## Items listed in a dataset
────────────────────

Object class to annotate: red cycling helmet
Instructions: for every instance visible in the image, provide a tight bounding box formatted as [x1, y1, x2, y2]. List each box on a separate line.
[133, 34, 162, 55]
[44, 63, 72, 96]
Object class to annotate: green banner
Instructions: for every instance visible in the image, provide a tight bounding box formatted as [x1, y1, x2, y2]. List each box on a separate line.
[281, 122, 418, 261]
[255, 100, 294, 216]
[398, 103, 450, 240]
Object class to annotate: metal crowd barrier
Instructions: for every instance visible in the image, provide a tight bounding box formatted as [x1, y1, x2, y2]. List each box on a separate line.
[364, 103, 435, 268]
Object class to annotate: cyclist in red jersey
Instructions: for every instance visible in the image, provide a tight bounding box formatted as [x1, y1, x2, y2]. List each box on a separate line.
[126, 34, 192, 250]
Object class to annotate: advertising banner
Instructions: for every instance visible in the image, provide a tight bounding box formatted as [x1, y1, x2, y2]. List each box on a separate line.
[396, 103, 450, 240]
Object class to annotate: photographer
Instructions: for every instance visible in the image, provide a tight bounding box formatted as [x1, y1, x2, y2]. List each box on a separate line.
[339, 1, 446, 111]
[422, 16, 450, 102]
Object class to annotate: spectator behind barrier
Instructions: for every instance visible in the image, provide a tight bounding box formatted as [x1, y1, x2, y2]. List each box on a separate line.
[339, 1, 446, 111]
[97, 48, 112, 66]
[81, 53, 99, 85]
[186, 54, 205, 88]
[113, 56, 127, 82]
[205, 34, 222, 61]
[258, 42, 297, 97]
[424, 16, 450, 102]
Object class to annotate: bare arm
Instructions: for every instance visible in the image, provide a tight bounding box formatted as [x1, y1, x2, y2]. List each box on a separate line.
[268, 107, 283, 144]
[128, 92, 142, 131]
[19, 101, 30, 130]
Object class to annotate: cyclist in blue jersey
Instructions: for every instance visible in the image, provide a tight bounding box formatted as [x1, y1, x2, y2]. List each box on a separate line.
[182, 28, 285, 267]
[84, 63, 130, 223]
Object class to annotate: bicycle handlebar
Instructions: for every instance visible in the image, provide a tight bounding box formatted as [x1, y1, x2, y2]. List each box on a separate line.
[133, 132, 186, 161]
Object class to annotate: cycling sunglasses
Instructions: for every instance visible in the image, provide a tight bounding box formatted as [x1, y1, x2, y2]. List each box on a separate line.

────────────────────

## Exercise description
Update the entries from the beginning through the line containing "[422, 16, 450, 102]", replacing "banner" with "flag" and leaving everything else unchanged.

## Answer to this problem
Object class to annotate: red cycling helmet
Instructions: for every instance visible in the image, provide a tight bounding box formatted as [x1, y1, x2, y2]. List each box on a separate line.
[133, 34, 162, 55]
[44, 63, 72, 96]
Object class to annotate: green flag
Instructions: for every instance visible in the image, provide a tight bounding box formatted as [x1, y1, x2, y2]. List each box on a separate line.
[281, 122, 418, 261]
[255, 100, 294, 216]
[398, 103, 450, 240]
Object class to annotate: metal crowd barrier
Instructions: for every instance visible in the image, provide a tight bounding box formatted as [x1, y1, x2, y2]. List each box on a separate line.
[364, 103, 435, 268]
Object class to annotate: cyclist in red jersey
Instructions: for every instance visible in the image, provide a tight bounding box formatted as [x1, y1, x2, y2]. List each box on a separate line.
[126, 34, 192, 250]
Object class to annotate: advertising flag
Instructions: for every instance visible in the image, provide a tight bounding box formatted as [x1, y1, x2, y2]. List each box on a separate line.
[396, 103, 450, 240]
Object class to annotate: photographer
Instructions: for every instance visible in the image, provide a tight bounding box formatted as [x1, y1, x2, y2]. List each box on a separate line.
[339, 1, 446, 111]
[422, 16, 450, 102]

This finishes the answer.